Problem details:
Every entry below should come back unchanged, except that the pictures are dropped.

──────── Data listing ────────

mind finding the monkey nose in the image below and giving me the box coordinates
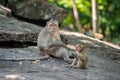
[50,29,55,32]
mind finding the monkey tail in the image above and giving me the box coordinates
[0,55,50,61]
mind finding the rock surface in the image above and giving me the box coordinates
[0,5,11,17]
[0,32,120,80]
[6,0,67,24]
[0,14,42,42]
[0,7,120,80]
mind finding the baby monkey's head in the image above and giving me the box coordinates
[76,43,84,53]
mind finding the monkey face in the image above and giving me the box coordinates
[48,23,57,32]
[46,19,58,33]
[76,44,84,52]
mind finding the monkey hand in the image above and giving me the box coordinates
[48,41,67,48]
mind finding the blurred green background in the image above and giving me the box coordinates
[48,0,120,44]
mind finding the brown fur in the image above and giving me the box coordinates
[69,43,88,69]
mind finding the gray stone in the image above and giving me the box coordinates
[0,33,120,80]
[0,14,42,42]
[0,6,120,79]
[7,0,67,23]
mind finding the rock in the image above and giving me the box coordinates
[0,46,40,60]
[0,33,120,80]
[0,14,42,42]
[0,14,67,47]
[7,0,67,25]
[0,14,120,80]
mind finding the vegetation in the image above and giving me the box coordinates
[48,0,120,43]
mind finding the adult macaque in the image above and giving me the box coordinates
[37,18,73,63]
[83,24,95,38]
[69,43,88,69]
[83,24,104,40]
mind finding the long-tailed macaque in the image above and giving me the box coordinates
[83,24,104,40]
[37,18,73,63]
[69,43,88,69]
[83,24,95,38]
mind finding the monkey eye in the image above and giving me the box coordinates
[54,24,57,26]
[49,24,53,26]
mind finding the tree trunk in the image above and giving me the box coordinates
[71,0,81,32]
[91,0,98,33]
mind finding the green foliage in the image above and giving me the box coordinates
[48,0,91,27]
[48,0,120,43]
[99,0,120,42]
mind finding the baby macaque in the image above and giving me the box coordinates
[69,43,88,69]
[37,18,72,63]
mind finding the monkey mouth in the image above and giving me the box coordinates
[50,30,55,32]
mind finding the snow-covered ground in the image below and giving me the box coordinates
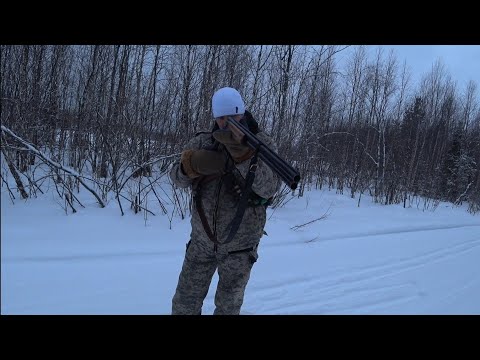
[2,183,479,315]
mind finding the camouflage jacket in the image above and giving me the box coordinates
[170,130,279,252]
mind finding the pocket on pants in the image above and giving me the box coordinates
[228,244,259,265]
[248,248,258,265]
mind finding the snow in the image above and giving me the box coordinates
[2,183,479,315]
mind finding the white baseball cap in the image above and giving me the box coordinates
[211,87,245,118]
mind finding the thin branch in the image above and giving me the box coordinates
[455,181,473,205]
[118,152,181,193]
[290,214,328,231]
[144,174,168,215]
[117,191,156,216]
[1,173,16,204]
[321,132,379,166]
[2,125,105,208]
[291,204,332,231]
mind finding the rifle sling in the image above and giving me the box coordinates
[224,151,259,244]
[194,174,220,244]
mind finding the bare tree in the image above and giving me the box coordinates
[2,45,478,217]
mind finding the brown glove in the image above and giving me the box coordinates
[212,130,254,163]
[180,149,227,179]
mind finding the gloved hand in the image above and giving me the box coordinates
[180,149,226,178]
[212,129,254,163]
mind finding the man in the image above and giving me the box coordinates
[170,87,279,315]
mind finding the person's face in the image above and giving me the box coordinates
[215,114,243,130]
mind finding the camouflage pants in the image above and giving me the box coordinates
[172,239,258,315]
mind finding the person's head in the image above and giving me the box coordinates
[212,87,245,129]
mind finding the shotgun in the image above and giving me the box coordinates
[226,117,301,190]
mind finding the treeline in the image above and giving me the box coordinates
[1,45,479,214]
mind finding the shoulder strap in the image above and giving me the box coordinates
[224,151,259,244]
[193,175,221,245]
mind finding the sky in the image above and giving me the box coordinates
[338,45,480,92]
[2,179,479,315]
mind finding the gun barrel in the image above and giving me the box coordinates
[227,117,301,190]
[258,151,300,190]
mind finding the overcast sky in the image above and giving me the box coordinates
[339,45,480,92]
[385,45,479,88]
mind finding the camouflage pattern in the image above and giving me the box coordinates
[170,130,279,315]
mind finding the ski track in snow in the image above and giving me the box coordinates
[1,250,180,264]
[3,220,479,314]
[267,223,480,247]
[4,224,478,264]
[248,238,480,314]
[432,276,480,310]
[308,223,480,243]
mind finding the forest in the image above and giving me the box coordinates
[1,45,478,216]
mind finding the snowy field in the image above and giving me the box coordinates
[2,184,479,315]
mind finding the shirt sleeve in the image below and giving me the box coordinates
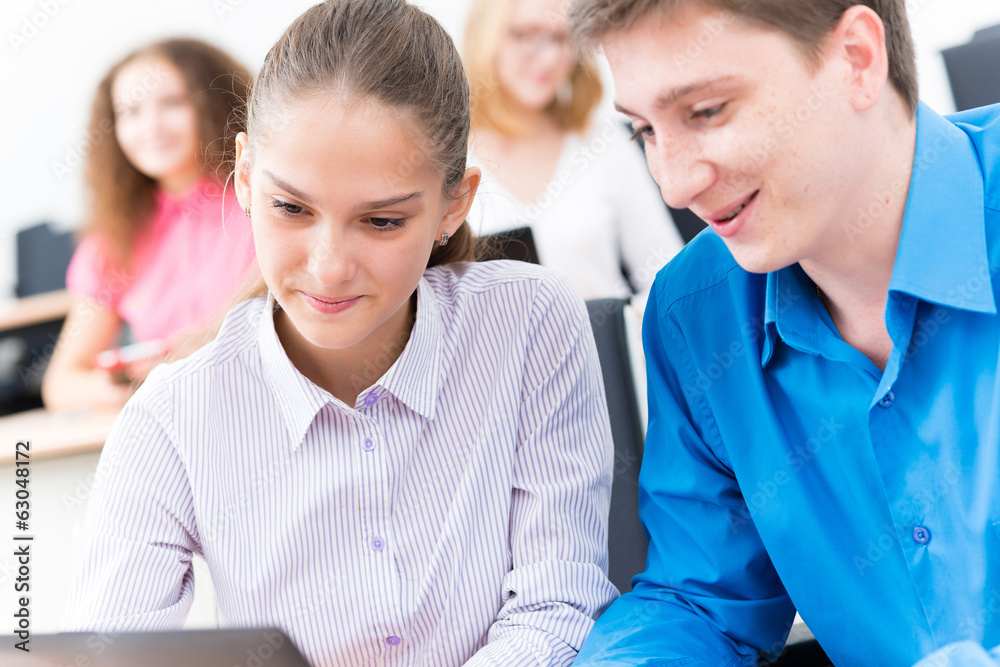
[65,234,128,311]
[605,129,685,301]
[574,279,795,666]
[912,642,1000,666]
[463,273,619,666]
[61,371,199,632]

────────

Expected output:
mind finding the monkey nose in the image below and giving me the box coordinates
[50,29,55,32]
mind finding the monkey tail in the image above and giving me the box coordinates
[0,55,50,61]
mind finding the rock surface in the image above and giving me the box coordinates
[0,5,11,17]
[0,32,120,80]
[6,0,67,24]
[0,14,42,42]
[0,7,120,80]
mind finding the baby monkey's head in the image above and giving me the box coordinates
[76,43,84,53]
mind finding the monkey face in the image above and giving me the box coordinates
[48,23,57,32]
[46,19,58,33]
[76,44,84,52]
mind finding the monkey hand in the image above and giving me the box coordinates
[48,41,67,48]
mind finding the blurred green background in the image above and giving me the box coordinates
[48,0,120,44]
mind finding the brown fur in the image above and giving me the box coordinates
[69,43,88,69]
mind finding the gray stone in the image above and giving me the box coordinates
[0,33,120,80]
[0,14,42,42]
[0,6,120,79]
[7,0,67,23]
mind finding the rock in the image above and giving me the box coordinates
[0,46,40,60]
[0,33,120,80]
[0,14,42,42]
[0,14,67,47]
[7,0,67,25]
[0,14,120,80]
mind finding the vegetation in the image above and giving me the box coordinates
[48,0,120,43]
mind finding the adult macaque in the image above and giving me the box coordinates
[37,18,73,63]
[83,24,95,38]
[69,43,88,69]
[83,24,104,40]
mind finding the long-tailed macaque in the image above and giving me the box coordinates
[83,24,104,40]
[37,18,73,63]
[69,43,88,69]
[83,24,95,38]
mind finding the monkey eye in the image above and giving me the box coordinates
[54,24,57,26]
[49,24,53,26]
mind finding the tree trunk in the image above and giving me the box coordinates
[71,0,81,32]
[91,0,98,33]
mind finding the green foliage in the image above and giving me the box coordinates
[48,0,91,27]
[48,0,120,43]
[99,0,120,42]
mind finding the baby macaque in the image above and giving me the box coordinates
[69,43,88,69]
[37,18,72,63]
mind finding the monkey mouth in the image above and giving me the box coordinates
[50,30,55,32]
mind finding the snow-covered ground in the image below and giving me the box coordinates
[2,183,479,315]
mind finding the camouflage jacket in the image above and giving me the box coordinates
[170,130,279,252]
mind finding the pocket on pants in the image above and giving me the box coordinates
[228,244,259,265]
[248,248,258,265]
mind finding the snow in the image above and giving me the box coordinates
[2,183,479,315]
mind finding the white baseball cap in the image above and giving me the box coordinates
[211,87,245,118]
mind finding the thin branch in the image above and giving me the box coordinates
[455,181,473,205]
[118,152,181,193]
[290,214,328,231]
[144,174,168,215]
[117,191,156,216]
[1,173,16,204]
[321,132,379,166]
[2,125,105,208]
[291,204,332,231]
mind finding the rifle sling in the image above and giving me the box coordinates
[224,151,259,244]
[194,174,220,244]
mind finding the bare tree in the image above and giving me the box coordinates
[2,45,478,217]
mind finding the brown glove in the image above and giving me the box coordinates
[212,130,254,163]
[180,149,227,179]
mind finding the gloved hand in the image above and giving me the box coordinates
[180,149,226,178]
[212,129,254,163]
mind finding the man in the image above and giving me the box coordinates
[170,87,279,315]
mind finding the person's face in the image above and giving me the box coordinates
[215,114,243,130]
mind finding the camouflage pants in the image above and giving me the box coordinates
[172,239,258,315]
mind finding the person's head in the image above and giving me the box coordinates
[212,87,245,129]
mind finding the shotgun in the image above and giving me the box coordinates
[226,117,301,190]
mind finding the treeline in the image above and giving me the box coordinates
[1,45,479,214]
mind finding the shoulder strap in the image above and giving me the box coordinates
[224,151,259,244]
[193,175,221,245]
mind finding the sky in the image above and giving me the box coordinates
[338,45,480,92]
[2,179,479,315]
mind finding the gun barrel in the image above and giving me the box coordinates
[227,117,301,190]
[258,151,300,190]
mind finding the overcast sky in the image above and giving me the box coordinates
[339,45,480,92]
[385,45,479,88]
mind finding the camouflage pattern in the image above and giving me the box coordinates
[170,130,279,315]
mind finding the ski track in snow in the image above and giving me the box coordinates
[1,250,180,264]
[3,220,479,314]
[267,223,480,247]
[4,224,478,264]
[248,238,480,314]
[432,276,480,310]
[308,223,480,243]
mind finding the forest in the image above and giving me the box coordinates
[1,45,478,216]
mind finding the snowy field in the image above and giving me the box coordinates
[2,184,479,315]
mind finding the shirt sleeve in the image below and giving me the box coordinates
[65,234,128,311]
[605,129,685,301]
[574,279,795,666]
[912,642,1000,666]
[463,273,619,666]
[61,371,199,632]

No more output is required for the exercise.